* What is needed *
Whichever lines include the word "dress", copy them as they appear in the data.

* Input material *
..........
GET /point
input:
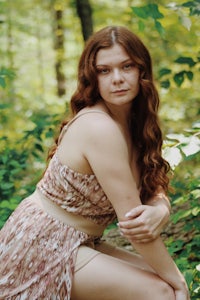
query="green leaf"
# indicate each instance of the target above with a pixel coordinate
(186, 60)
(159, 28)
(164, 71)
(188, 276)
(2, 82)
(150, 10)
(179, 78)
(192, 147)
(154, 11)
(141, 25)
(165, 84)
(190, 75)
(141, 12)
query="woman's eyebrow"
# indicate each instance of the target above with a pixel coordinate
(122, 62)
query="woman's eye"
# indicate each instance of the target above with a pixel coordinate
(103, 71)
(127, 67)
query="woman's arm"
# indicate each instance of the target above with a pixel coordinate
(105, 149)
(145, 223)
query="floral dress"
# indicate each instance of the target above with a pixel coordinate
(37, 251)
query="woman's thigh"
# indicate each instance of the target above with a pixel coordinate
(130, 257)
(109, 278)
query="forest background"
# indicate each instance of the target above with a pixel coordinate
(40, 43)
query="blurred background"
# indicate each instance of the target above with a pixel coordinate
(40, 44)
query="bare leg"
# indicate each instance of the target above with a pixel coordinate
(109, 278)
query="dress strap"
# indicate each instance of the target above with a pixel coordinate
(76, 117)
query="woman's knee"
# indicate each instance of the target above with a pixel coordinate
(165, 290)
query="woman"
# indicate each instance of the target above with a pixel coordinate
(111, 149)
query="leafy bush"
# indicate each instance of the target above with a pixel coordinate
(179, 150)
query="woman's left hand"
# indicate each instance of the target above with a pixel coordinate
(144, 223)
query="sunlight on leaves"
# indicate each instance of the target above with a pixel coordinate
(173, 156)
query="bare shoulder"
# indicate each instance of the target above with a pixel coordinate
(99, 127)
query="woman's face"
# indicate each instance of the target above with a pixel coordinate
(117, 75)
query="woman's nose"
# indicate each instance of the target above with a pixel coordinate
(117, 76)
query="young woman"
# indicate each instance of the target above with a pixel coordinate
..........
* Exercise output *
query="floral dress"
query="dress strap"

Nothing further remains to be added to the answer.